## Trecho de origem
########

Reabastecimento – segundo Lenine Pinto, ao iniciar sua famosa viagem com destino às Índias, Pedro Àlvares Cabral recebeu do rei Dom Manuel, de Portugal, recomendação expressa para não fazer escala em Santiago de Cabo Verde, na costa oeste da África, onde os navios portugueses costumavam se reabastecer. O fato de Cabral ter seguido as ordens revela a intencionalidade de uma viagem exploratória e a possibilidade de encontrar outras terras, ao Ocidente, para estabelecer um ponto de reabastecimento.

########

## Pedido recebido 1
Copie fielmente a parte do texto sobre a viagem de Cabral que começa em "Reabastecimento – segundo" e vai até "ponto de reabastecimento.".

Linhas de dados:
########

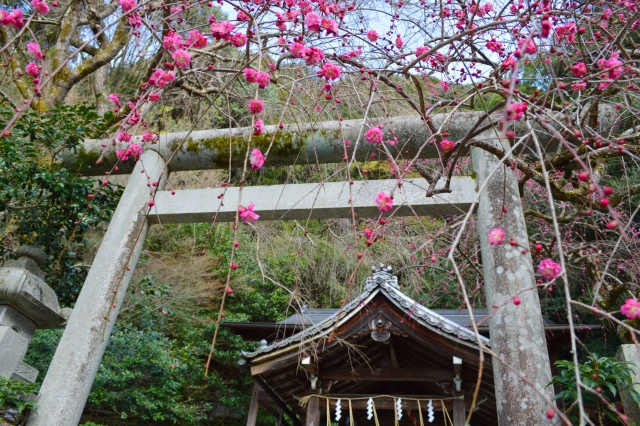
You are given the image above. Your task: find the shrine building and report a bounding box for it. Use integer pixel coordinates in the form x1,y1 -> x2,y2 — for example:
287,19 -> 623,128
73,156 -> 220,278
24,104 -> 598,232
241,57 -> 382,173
223,265 -> 594,426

########

## Pedido recebido 2
Redimensione os registros acima: reescreva todas as linhas deles, pedidos incluídos, multiplicando por 0,45 só as coordenadas das respostas e arredondando cada uma para um número inteiro, com as metades para cima. Deixe as imagens fora da resposta.

## Resposta escrita 1
Reabastecimento – segundo Lenine Pinto, ao iniciar sua famosa viagem com destino às Índias, Pedro Àlvares Cabral recebeu do rei Dom Manuel, de Portugal, recomendação expressa para não fazer escala em Santiago de Cabo Verde, na costa oeste da África, onde os navios portugueses costumavam se reabastecer. O fato de Cabral ter seguido as ordens revela a intencionalidade de uma viagem exploratória e a possibilidade de encontrar outras terras, ao Ocidente, para estabelecer um ponto de reabastecimento.

## Resposta escrita 2
You are given the image above. Your task: find the shrine building and report a bounding box for it. Use integer pixel coordinates in the form x1,y1 -> x2,y2 — for example:
287,19 -> 623,128
73,156 -> 220,278
24,104 -> 598,232
241,57 -> 382,173
100,119 -> 267,192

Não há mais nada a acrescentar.